● **SOURCE DOCUMENT**:

How to Store Food in the Monsoons Recipe
While the perfect time to enjoy many seasonal specialities, the monsoons also bring their fair share of food woes, with spoilage being the most common. Spoilage is often due to microbial growth (bacteria and moulds), food going soggy due to the humidity and the abundance of pests which seem to run amok. But by exercising a little care and storing food correctly, we can prevent food from being wasted or ruined in these ways…
Keep them Dry
Here are a few tips for correctly storing some of the commonly spoiled foodstuffs:
- Grains such as wheat and rice must be stored in airtight containers. Keep worms away from rice by tying camphor pieces in a cloth before placing in the rice jar. Adding a few neem leaves to rice and wheat is also helpful. Dry roast semolina (rawa / sooji) and broken wheat (dalia) and store in the refrigerator.

[Dataset entries]
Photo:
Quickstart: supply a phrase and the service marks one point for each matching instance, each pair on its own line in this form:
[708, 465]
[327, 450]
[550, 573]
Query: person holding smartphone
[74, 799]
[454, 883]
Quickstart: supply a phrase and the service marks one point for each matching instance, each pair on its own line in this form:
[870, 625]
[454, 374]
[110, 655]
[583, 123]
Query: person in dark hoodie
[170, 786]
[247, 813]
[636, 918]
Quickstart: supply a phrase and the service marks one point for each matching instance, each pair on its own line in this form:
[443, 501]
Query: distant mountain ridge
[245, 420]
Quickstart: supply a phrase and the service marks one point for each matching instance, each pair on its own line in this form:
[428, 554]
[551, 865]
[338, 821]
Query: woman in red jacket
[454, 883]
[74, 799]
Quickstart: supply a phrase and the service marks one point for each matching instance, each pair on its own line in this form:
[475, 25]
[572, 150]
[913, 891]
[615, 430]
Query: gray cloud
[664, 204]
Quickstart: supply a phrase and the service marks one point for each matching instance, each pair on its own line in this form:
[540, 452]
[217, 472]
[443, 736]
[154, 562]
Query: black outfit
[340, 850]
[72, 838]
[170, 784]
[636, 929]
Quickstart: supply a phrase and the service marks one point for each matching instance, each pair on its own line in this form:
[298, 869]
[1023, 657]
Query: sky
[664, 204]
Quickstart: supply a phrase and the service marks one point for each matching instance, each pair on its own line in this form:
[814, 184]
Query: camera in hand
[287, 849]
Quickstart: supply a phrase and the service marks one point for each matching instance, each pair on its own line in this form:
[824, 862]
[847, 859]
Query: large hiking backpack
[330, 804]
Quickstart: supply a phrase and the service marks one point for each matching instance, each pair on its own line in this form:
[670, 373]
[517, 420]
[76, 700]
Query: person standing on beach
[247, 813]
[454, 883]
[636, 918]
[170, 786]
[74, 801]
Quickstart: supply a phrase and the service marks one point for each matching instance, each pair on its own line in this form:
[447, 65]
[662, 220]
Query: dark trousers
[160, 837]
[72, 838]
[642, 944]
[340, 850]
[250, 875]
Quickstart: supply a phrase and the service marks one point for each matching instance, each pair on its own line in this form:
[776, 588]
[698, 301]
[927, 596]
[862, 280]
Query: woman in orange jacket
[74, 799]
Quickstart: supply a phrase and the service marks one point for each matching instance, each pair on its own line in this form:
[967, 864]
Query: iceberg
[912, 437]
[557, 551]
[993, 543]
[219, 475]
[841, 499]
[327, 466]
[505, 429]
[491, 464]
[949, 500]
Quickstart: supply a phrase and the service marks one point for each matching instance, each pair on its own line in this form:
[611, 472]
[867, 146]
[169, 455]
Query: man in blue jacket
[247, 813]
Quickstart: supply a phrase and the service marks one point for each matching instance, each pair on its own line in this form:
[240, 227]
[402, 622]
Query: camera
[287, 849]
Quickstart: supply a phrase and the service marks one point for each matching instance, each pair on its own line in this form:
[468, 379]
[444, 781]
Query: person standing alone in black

● **WORK ITEM A**: Revise the passage of the monsoon food-storage text starting at "How to Store" and ending at "in the refrigerator.", replacing "airtight containers" with "sealed jars".
● **WORK ITEM B**: Resume the monsoon food-storage text right after its last sentence.
The records have nothing to do with this.

● **TASK OUTPUT A**:
How to Store Food in the Monsoons Recipe
While the perfect time to enjoy many seasonal specialities, the monsoons also bring their fair share of food woes, with spoilage being the most common. Spoilage is often due to microbial growth (bacteria and moulds), food going soggy due to the humidity and the abundance of pests which seem to run amok. But by exercising a little care and storing food correctly, we can prevent food from being wasted or ruined in these ways…
Keep them Dry
Here are a few tips for correctly storing some of the commonly spoiled foodstuffs:
- Grains such as wheat and rice must be stored in sealed jars. Keep worms away from rice by tying camphor pieces in a cloth before placing in the rice jar. Adding a few neem leaves to rice and wheat is also helpful. Dry roast semolina (rawa / sooji) and broken wheat (dalia) and store in the refrigerator.

● **TASK OUTPUT B**:
- Sun-dry or dry roast all your pulses before storing them in airtight jars. You can also microwave them for 2-3 minutes, cool completely and then store. However, if you’ll be sprouting the pulses (such as moong, chickpeas etc.), do not roast or microwave them. Store them in the refrigerator after sprinkling some boric powder. Do remember to wash them thoroughly before use.
- For ground flour (atta), place a few bay leaves in the container. This absorbs the moisture and prevents the flour from spoiling.
- Sugar and salt tend to become sticky during the rains. Store them in a dry place, preferably in glass containers. Add a few cloves or some grains of raw rice to the container to absorb moisture.
- Spices also require special care. Sun-dry or microwave chillies before storing. Add salt to dried tamarind (imli). Add a few cloves to chilli powder to prevent it from clumping. Place bay leaves amongst spices such as pepper, cardamom, cumin etc. Store all ground masalas in the refrigerator.
- Bread also spoils very quickly during the monsoons. Preferably buy smaller packs and finish it off in a day or two. If you must store bread, wrap it properly and keep in the refrigerator. Toast it well before consuming. Always check each slice for any growth of mould or fungus.
While eating fresh fruits and vegetables is important, it’s advised to avoid raw foods during the monsoons.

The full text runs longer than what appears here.